(Records from a data source)
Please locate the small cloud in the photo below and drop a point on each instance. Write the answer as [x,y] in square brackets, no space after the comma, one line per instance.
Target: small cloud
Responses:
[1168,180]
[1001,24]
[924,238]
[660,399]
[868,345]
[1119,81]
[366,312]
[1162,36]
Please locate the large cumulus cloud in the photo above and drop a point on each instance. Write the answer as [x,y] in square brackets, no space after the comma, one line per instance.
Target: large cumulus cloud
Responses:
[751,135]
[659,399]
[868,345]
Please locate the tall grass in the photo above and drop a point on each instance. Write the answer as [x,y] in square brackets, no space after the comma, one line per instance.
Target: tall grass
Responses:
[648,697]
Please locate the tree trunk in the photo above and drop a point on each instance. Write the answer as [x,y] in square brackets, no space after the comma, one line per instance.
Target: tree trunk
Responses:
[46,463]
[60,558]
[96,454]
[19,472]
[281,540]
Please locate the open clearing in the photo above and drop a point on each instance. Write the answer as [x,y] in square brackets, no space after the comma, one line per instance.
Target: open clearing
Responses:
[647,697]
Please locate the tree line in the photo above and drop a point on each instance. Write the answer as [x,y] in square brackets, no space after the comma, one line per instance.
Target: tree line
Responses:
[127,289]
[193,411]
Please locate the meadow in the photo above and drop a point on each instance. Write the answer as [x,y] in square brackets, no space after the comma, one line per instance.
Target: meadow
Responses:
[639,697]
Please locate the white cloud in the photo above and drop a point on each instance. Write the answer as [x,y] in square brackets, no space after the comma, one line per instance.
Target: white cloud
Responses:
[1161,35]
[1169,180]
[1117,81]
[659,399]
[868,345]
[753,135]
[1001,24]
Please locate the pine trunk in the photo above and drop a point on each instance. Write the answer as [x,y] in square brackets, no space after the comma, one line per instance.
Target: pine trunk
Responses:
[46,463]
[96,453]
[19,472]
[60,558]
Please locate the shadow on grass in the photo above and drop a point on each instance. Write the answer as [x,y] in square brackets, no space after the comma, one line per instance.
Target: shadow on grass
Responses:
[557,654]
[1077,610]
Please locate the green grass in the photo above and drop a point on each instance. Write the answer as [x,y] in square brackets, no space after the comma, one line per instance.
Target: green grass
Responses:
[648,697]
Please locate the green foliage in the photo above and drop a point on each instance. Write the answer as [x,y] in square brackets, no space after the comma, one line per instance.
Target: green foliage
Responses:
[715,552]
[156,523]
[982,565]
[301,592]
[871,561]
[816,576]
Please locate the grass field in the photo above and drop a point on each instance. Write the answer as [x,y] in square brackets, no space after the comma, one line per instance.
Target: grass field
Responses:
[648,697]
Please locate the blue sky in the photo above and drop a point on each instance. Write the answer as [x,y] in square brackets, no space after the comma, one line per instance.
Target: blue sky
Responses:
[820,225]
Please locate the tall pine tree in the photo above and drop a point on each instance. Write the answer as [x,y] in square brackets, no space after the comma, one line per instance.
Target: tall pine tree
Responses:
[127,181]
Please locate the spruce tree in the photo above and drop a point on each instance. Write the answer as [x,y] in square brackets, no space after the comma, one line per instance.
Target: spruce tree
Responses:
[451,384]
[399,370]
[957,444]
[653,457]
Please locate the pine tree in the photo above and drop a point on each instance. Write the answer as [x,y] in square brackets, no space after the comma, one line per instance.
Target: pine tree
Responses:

### GIVEN TASK
Can you reproduce, word for word, the part of the records that starts with the line containing "Please locate the pine tree" and runs through the end of the records?

### RIGHT ANSWER
Please locate the pine tree in the photo above and drop a point on each instance. Write the answer as [x,y] in square brackets, no space after the comma, one line per instance.
Target: pine tree
Responses:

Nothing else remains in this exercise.